PROBLEM STATEMENT ::
Locate each line in the records below that contains the word "water" and copy those lines. Letter case must match.

DATA SUPPLIED ::
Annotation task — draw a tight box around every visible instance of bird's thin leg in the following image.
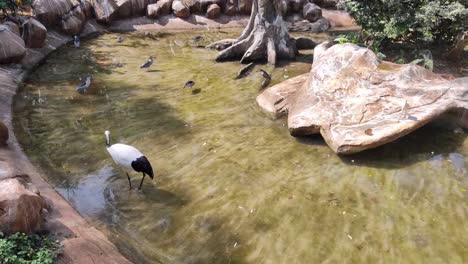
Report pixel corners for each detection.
[138,173,146,190]
[126,172,132,190]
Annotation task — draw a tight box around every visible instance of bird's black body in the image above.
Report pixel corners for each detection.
[140,56,153,69]
[132,156,154,179]
[257,69,271,90]
[258,69,271,80]
[184,80,195,88]
[192,36,203,42]
[73,35,80,48]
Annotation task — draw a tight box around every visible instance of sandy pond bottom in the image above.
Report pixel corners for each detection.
[14,30,468,263]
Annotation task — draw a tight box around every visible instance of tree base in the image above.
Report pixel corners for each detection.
[208,0,297,65]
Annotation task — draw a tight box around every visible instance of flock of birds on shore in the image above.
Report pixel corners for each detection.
[73,33,271,190]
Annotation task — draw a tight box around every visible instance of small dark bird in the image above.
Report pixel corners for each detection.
[192,36,203,43]
[257,69,271,89]
[76,75,93,93]
[184,80,195,88]
[73,35,80,48]
[236,62,255,79]
[140,56,153,69]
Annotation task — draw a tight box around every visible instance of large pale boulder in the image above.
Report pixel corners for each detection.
[0,176,47,234]
[60,14,86,36]
[32,0,76,26]
[2,21,20,35]
[224,3,238,16]
[257,43,468,154]
[289,0,309,13]
[0,121,8,147]
[22,17,47,48]
[206,4,221,19]
[238,0,253,15]
[302,3,322,22]
[172,0,190,18]
[91,0,119,23]
[0,25,26,63]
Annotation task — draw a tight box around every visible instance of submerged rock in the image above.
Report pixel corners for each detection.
[257,43,468,154]
[0,176,47,234]
[0,25,26,63]
[302,3,322,22]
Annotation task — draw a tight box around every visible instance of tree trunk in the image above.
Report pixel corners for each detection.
[447,31,468,62]
[208,0,297,65]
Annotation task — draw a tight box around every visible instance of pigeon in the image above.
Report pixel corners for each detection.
[140,56,153,69]
[184,80,195,88]
[73,35,80,48]
[257,69,271,89]
[76,75,93,93]
[192,36,203,42]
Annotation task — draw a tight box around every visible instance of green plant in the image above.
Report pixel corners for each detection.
[0,233,61,264]
[340,0,468,44]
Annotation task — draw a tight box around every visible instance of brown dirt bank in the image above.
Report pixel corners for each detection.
[0,21,131,264]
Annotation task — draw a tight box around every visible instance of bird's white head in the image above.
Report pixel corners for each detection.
[104,130,110,146]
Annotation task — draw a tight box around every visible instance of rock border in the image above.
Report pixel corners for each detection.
[0,20,132,264]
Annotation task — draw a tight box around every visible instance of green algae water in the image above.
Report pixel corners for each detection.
[14,30,468,263]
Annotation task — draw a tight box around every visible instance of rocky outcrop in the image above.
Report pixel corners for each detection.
[156,0,172,15]
[0,25,26,63]
[116,0,157,18]
[172,0,190,18]
[2,21,20,36]
[146,4,161,18]
[22,17,47,48]
[0,176,46,234]
[206,4,221,19]
[32,0,77,26]
[296,37,317,50]
[289,0,309,13]
[257,43,468,154]
[302,3,322,22]
[0,121,9,147]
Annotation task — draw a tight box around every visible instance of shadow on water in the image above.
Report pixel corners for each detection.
[340,121,466,169]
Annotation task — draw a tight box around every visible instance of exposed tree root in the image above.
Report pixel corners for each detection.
[208,0,297,65]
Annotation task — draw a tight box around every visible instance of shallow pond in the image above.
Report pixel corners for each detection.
[14,30,468,263]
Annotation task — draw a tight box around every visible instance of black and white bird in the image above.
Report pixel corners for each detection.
[104,131,154,190]
[184,80,195,88]
[257,69,271,89]
[192,36,203,43]
[73,35,80,48]
[76,75,93,93]
[140,56,153,69]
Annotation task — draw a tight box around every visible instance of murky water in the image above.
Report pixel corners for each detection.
[14,31,468,263]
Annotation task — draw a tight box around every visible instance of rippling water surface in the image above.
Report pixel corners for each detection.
[14,30,468,263]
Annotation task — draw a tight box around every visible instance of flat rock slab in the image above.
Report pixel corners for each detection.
[257,43,468,154]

RESPONSE ::
Annotation task — draw a tight box around every visible instance of green algae water in the image above.
Annotation task — draw a tight box around every visible instance of shadow on water in the image above.
Annotation task — draw a tight box around every visible instance of murky water in the image above.
Annotation task — draw a tight box around every visible instance of rippling water surface in the image above.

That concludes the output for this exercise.